_TASK STATEMENT_.
Transcribe every record below word for word.

_RECORDS TO USE_.
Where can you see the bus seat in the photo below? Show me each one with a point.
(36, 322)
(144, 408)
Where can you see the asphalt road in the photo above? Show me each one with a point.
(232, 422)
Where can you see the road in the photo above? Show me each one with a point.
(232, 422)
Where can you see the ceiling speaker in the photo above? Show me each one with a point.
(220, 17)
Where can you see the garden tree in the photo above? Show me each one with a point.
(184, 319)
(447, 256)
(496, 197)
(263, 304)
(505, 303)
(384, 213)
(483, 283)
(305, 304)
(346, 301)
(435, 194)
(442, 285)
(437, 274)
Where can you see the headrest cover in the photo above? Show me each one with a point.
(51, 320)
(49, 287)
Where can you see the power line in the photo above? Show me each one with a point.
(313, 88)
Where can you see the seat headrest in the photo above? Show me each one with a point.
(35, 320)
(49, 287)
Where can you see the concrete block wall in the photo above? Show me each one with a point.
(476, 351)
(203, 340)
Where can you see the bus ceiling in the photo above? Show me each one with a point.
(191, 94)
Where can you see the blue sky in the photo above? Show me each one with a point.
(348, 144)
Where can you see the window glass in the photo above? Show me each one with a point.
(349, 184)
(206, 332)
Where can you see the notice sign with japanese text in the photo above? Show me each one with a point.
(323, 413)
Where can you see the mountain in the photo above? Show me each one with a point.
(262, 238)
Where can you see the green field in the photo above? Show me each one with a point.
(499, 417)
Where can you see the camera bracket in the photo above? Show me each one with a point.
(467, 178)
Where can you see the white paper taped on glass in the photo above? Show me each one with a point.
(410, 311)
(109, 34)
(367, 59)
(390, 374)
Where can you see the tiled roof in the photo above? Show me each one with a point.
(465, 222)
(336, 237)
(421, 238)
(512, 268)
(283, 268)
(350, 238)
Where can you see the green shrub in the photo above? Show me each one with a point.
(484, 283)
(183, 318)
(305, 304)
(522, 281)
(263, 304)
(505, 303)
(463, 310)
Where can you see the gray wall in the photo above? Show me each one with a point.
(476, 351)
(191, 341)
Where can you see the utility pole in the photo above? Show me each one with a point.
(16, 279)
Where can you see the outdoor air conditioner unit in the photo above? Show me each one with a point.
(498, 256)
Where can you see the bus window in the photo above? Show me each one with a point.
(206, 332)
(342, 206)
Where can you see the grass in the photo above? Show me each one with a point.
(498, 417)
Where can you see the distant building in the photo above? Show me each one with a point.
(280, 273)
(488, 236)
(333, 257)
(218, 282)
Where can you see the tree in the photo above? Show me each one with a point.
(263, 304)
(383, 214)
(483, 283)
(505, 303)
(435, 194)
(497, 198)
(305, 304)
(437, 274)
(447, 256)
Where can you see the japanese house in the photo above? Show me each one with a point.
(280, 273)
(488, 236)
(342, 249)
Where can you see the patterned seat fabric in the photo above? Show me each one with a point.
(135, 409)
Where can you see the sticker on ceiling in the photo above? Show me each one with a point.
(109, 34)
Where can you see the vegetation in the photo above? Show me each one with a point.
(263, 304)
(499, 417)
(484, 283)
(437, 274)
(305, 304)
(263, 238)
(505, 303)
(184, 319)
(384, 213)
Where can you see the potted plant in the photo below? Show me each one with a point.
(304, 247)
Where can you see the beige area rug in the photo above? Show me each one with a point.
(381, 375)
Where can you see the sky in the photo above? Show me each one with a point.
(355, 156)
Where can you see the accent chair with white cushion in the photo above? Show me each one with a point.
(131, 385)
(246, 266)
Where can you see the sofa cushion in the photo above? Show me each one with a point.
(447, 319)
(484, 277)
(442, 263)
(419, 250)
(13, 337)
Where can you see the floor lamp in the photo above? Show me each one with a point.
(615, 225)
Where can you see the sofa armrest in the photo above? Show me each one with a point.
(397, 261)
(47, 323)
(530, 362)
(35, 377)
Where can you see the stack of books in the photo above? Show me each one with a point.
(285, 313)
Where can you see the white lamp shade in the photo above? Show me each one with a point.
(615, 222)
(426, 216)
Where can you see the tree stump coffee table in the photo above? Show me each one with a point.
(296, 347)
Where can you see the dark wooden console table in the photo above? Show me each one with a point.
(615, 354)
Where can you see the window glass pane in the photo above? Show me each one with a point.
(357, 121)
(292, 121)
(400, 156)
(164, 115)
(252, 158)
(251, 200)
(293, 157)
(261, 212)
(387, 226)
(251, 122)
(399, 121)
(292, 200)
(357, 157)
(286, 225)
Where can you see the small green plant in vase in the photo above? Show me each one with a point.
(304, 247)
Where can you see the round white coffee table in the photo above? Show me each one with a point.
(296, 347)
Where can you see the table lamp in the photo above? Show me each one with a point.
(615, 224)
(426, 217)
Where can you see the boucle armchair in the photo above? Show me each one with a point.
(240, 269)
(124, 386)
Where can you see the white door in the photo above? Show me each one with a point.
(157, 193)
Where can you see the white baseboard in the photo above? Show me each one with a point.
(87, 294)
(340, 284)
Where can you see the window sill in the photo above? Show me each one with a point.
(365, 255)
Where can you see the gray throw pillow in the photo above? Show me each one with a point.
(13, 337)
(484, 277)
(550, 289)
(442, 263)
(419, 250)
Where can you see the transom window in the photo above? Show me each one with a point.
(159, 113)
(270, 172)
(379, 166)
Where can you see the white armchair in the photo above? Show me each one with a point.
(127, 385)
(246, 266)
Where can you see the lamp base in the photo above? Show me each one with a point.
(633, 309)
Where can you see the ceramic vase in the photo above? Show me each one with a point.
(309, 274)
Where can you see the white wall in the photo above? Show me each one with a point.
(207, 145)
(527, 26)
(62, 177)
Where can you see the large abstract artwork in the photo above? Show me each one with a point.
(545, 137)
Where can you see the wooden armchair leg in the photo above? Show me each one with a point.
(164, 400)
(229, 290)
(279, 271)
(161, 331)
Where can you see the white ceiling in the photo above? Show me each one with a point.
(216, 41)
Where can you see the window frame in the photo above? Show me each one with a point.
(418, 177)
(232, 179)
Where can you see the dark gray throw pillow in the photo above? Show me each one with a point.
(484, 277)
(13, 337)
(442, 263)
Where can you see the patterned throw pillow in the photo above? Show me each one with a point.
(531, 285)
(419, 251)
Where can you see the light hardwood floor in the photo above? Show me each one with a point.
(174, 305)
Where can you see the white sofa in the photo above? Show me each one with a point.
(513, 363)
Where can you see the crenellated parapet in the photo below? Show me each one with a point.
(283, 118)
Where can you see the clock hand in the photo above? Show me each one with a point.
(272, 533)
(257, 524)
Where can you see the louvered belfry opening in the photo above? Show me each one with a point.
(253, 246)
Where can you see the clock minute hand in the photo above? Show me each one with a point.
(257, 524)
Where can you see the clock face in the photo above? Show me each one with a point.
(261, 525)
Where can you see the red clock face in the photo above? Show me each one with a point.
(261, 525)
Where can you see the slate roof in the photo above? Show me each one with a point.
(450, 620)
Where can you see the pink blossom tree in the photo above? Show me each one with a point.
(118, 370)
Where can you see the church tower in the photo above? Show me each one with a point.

_ANSWER FOR THIS EXERCISE_.
Where can you see the bus seat in the photo below? Show me each one with a point.
(36, 322)
(144, 408)
Where can you see the asphalt road in the photo above? Show me each one with a point.
(232, 422)
Where can you see the road in the photo above? Show me each one with a point.
(232, 422)
Where can you see the ceiling speaker in the photo above? Show me each one with a point.
(220, 17)
Where can you see the garden tree in the photo above? Show me each one with a point.
(184, 319)
(447, 256)
(496, 197)
(263, 304)
(505, 303)
(384, 213)
(483, 283)
(305, 304)
(346, 301)
(435, 194)
(442, 285)
(437, 274)
Where can you see the headrest cover in the photo above? Show me each one with a point.
(51, 320)
(49, 287)
Where can you see the power line in the photo above? Show me each one with a point.
(313, 88)
Where can you see the seat headrest in the photo above? Show me each one with a point.
(35, 320)
(49, 287)
Where can you see the concrete block wall in the photo above? Show me each one with a point.
(476, 351)
(203, 340)
Where can you see the bus ceiling in the photo above? Show me each one with a point.
(191, 94)
Where can you see the blue sky in the photo above? Show me each one with a point.
(348, 144)
Where can you see the window glass in the photo above? Show me each one with a point.
(349, 184)
(206, 332)
Where can you see the notice sign with japanese text in the photo above? Show me each one with a point.
(323, 413)
Where can you see the mountain in the photo above? Show me each one with a point.
(262, 238)
Where can you see the green field in the photo above? Show me each one with a point.
(499, 417)
Where can you see the camera bracket in the photo above? Show me each one with a point.
(467, 178)
Where can you see the white paper taped on glass in the photo above? Show me each one with a point.
(410, 311)
(109, 34)
(367, 59)
(390, 374)
Where can you see the tiled roof in the photo above? Show me each one with a point.
(465, 222)
(336, 237)
(421, 238)
(512, 268)
(283, 268)
(350, 238)
Where can you see the green shrub in the photo above? Show me each one with a point.
(484, 283)
(183, 318)
(305, 304)
(522, 281)
(263, 304)
(505, 303)
(463, 310)
Where can you see the gray wall in the photo above? Show me each one with a point.
(476, 351)
(191, 341)
Where can you see the utility pole in the photo above? Show me each one with a point.
(16, 279)
Where can you see the outdoor air conditioner unit in the photo above? Show me each one with a point.
(498, 256)
Where can you see the bus window in the photo above? Show me each one with a point.
(206, 332)
(342, 206)
Where can you see the grass in the photo above? Show me each one with a point.
(498, 417)
Where can you see the distant building in the photo above? Show me each one with a point.
(280, 273)
(488, 236)
(333, 257)
(218, 282)
Where can you see the tree in the photo above? Show me each one with a point.
(263, 304)
(383, 214)
(483, 283)
(505, 303)
(435, 194)
(497, 198)
(305, 304)
(437, 274)
(447, 256)
Where can you see the japanese house in the photo above? Show me each one with a point.
(280, 273)
(488, 236)
(342, 249)
Where can you see the patterned seat fabric in the photo above? Show me each one with a point.
(135, 409)
Where can you see the sticker on ceiling in the photo above? Show me each one with a point.
(109, 34)
Where can you see the vegetation in the photo above? Show me each one with a point.
(263, 304)
(499, 417)
(484, 283)
(437, 274)
(305, 304)
(263, 238)
(505, 303)
(184, 319)
(384, 213)
Where can you see the potted plant in the photo below? Show me each one with a point.
(304, 247)
Where can you see the beige area rug in the photo above? Show me each one with a point.
(381, 375)
Where can you see the sky in the photo above? Show me each one with a point.
(355, 156)
Where can you see the accent chair with white cushion in the photo above? Show me each one with a point.
(131, 385)
(246, 266)
Where can you see the sofa cushion in the photo above? Show me each one with a point.
(447, 319)
(484, 277)
(442, 263)
(419, 250)
(13, 337)
Where can you see the floor lamp in the photo above? Show me each one with a point.
(615, 225)
Where can you see the sofa armrest in the photo above? Show me each one with a point.
(397, 261)
(47, 323)
(530, 362)
(35, 377)
Where can you see the stack of books in the photo above? Show me each one with a point.
(285, 313)
Where can you see the white lamp shade in the photo above? Show me each one with a point.
(615, 222)
(426, 216)
Where can you see the tree stump coffee table in the photo above? Show me each one with a point.
(296, 347)
Where can you see the dark wooden console table in the photo above? Show me each one with a point.
(615, 354)
Where can you see the window glass pane in the photo above? Show me each one with a point.
(357, 121)
(292, 121)
(400, 156)
(164, 115)
(252, 158)
(251, 200)
(293, 157)
(261, 212)
(387, 226)
(251, 122)
(399, 121)
(292, 200)
(357, 157)
(286, 225)
Where can you see the small green plant in vase in the photo above? Show me each one with a point.
(304, 247)
Where can you see the round white coffee table in the photo above? Show me each one with a point.
(296, 347)
Where can you see the table lamp in the photo above? Show me each one with a point.
(615, 224)
(426, 217)
Where can you see the boucle armchair in the photo above? Show me each one with a point.
(240, 269)
(124, 386)
Where can you see the white door in the photo above? Show me each one with a point.
(157, 193)
Where can you see the white baseboard in the photo above? Show me each one with a point.
(87, 294)
(340, 284)
Where can you see the window sill in the photo above? Show me each one with a point.
(365, 255)
Where can you see the gray throw pillow in the photo above? Show me each one with a point.
(13, 337)
(484, 277)
(550, 289)
(442, 263)
(419, 250)
Where can you see the transom window in the photo above? Show me each one with a point.
(159, 113)
(270, 172)
(379, 166)
Where can you see the white armchair in the photo above? Show me each one with a point.
(127, 385)
(246, 266)
Where can you see the lamp base in the photo above? Show me each one with a point.
(633, 309)
Where can you see the ceramic vase in the photo above? Show me each one with a point.
(309, 274)
Where can you see the white wall in the photo above? Show me each one with a point.
(207, 145)
(527, 26)
(62, 177)
Where can you see the large abstract artwork in the photo above? Show me each one with a point.
(545, 137)
Where can you see the wooden armchair leg in the photo above? Show me each one with a point.
(164, 400)
(229, 290)
(279, 271)
(161, 331)
Where can you see the white ceiling in the photo above? Show me each one with a point.
(216, 41)
Where can you see the window frame in the photo above? Show me each one with a point.
(418, 177)
(232, 179)
Where can you see the dark gray throw pillow in the photo above? Show me each one with a point.
(484, 277)
(13, 337)
(442, 263)
Where can you see the patterned throw pillow in the photo above? Show me each one with a point.
(531, 285)
(419, 251)
Where can you see the light hardwood floor in the photo above? Show me each one with a point.
(174, 305)
Where can you see the white sofa in the photo above? Show me each one with a point.
(513, 363)
Where can you see the crenellated parapet in the photo below? Show me each one with a point.
(283, 118)
Where can you see the clock hand in the photo above? Show me each one with a point.
(272, 533)
(257, 524)
Where can you see the louvered belfry opening in the photo above? Show me each one with a point.
(253, 246)
Where can you see the clock minute hand in the photo above? Show me each one with a point.
(257, 524)
Where can you see the clock face in the photo above? Show me each one with a point.
(261, 525)
Where can you see the red clock face in the photo above? Show me each one with a point.
(261, 525)
Where can you see the slate roof in the photo above? Show me each one with a point.
(450, 620)
Where can you see the pink blossom tree in the photo above? Show me each one with a point.
(118, 370)
Where can you see the church tower in the photo above? Show me each one with a point.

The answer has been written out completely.